Consolidated Interest Expense for the Revolving Credit Facility is defined as the interest expense (including without limitation the portion of capital lease obligations that constitutes imputed interest in accordance with GAAP) of the Company and its subsidiaries calculated on a consolidated basis for such period with respect to all outstanding indebtedness of the Company and its subsidiaries allocable to such period in accordance with GAAP.

 

We believe we have the ability to meet all of our contractual obligations and commitments in fiscal 2022.

 

Selected Metrics of Liquidity

 

Key metrics we monitor are net working capital as a percent of annualized net revenue, trade receivable days sales outstanding (“DSO”), inventory days on hand, free cash flow after dividends and debt capitalization ratio.

 

   

February 26,

   

February 27,

 
   

2022

   

2021

 

Net working capital as a percentage of annualized net revenue1

    18.5 %     17.9 %

Accounts receivable DSO (in days)2

    65       63  

Inventory days on hand (in days)3

    81       70  

Free cash flow after dividends4

  $ (75.5 )   $ (8.0 )

Total debt to total capital ratio5

    53.8 %     54.8 %

 

1 Current quarter net working capital (trade receivables, net of allowance for doubtful accounts plus inventory minus trade payables) divided by annualized net revenue (current quarter multiplied by four).

 

2 Trade receivables net of the allowance for doubtful accounts at the balance sheet date multiplied by 91 (13 weeks) and divided by the net revenue for the quarter.

 

 

3 Total inventory multiplied by 91 and divided by cost of sales (excluding delivery costs) for the quarter.

 

4 Year-to-date net cash provided by operating activities, less purchased property, plant and equipment and dividends paid. See reconciliation of net cash provided by operating activities to free cash flow after dividends below.

 

5 Total debt divided by (total debt plus total stockholders’ equity).

 

Free cash flow after dividends, a non-GAAP financial measure, is defined as net cash provided by operations less purchased property, plant and equipment and dividends paid. Free cash flow after dividends is an integral financial measure used by the Company to assess its ability to generate cash in excess of its operating needs, therefore, the Company believes this financial measure provides useful information to investors. The following table reflects the manner in which free cash flow after dividends is determined and provides a reconciliation of free cash flow after dividends to net cash provided by operating activities, the most directly comparable financial measure calculated and reported in accordance with U.S. GAAP.

 

Reconciliation of "Net cash provided by operating activities" to Free cash flow after dividends

 

   

Three Months Ended

 

($ in millions)

 

February 26, 2022

   

February 27, 2021

 

Net cash provided by operating activities

  $ (17.7 )   $ 35.8  

Less: Purchased property, plant and equipment

    48.9       35.3  

Less: Dividends paid

    8.9       8.5  

Free cash flow after dividends

  $ (75.5 )   $ (8.0 )

 

Summary of Cash Flows

 

Cash Flows from Operating Activities: 

 

   

Three Months Ended

 
   

February 26,

   

February 27,

 

($ in millions)

Objectives:
a: Answer these questions from the liquidity text, one answer per line:
(i) What inventory days on hand figure is listed for February 26, 2022?
(ii) In the definition of accounts receivable DSO, by what number are trade receivables multiplied?
(iii) How much in dividends was paid in the three months ended February 27, 2021?
b: Gather every line of the records that contains the word "white".
The records are unrelated to the liquidity text.

Entries shown:
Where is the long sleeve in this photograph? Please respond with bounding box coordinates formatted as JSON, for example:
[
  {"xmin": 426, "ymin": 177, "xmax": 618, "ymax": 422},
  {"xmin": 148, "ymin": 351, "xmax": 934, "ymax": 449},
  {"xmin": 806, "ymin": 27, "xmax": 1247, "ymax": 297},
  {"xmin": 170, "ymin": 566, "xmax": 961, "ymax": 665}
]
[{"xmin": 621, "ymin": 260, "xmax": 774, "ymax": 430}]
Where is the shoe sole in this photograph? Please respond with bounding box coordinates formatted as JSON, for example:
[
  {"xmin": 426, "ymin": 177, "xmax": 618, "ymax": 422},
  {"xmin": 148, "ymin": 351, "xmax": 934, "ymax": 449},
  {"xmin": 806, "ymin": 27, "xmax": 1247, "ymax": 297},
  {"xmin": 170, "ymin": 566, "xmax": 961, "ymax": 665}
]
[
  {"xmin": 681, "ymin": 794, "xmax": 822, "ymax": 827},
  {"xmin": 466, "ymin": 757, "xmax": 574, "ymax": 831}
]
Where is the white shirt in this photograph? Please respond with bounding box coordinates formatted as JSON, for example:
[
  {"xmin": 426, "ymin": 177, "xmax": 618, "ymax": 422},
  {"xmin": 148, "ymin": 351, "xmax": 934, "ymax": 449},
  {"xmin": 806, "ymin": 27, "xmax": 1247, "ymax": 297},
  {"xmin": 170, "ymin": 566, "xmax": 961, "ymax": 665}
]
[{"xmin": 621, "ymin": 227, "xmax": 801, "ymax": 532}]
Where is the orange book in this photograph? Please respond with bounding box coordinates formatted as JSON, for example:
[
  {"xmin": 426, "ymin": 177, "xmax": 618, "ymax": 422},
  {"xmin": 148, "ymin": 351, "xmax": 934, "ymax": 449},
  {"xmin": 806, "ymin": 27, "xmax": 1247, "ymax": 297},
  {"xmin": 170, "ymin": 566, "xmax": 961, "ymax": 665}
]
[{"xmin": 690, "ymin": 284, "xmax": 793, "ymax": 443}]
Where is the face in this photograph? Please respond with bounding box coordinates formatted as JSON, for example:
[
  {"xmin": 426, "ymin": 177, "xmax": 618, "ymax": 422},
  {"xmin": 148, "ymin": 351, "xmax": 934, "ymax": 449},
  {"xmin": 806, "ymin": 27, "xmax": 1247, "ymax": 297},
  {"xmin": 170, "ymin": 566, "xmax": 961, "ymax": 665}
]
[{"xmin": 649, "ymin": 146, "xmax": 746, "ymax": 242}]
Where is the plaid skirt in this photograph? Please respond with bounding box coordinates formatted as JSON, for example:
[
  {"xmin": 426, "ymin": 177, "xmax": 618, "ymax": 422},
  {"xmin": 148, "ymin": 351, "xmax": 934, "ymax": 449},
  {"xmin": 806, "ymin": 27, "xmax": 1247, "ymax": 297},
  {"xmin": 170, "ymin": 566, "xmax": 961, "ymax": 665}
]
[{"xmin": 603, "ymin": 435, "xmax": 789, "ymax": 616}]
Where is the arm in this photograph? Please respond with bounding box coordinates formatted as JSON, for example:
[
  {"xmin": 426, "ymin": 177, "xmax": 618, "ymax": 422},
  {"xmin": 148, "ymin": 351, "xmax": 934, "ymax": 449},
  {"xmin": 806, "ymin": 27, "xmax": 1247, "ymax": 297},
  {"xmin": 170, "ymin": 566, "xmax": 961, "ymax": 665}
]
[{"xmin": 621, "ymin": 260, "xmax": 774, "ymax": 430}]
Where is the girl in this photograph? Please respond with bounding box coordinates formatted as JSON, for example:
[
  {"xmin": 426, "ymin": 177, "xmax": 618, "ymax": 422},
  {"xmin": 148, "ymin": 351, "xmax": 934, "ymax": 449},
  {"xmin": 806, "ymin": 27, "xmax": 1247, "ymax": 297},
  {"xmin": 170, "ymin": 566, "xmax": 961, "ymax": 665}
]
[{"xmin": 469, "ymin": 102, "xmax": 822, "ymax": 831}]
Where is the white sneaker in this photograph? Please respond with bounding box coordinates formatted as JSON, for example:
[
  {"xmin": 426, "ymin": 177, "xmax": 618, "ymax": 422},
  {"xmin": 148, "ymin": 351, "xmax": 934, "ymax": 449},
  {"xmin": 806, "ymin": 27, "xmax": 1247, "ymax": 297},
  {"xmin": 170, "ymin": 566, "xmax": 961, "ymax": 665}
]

Task-by-task solutions:
a:
(i) 81 days
(ii) 91 (13 weeks)
(iii) $8.5 million

b:
Where is the white shirt in this photograph? Please respond with bounding box coordinates formatted as JSON, for example:
Where is the white sneaker in this photograph? Please respond with bounding box coordinates formatted as JSON, for example:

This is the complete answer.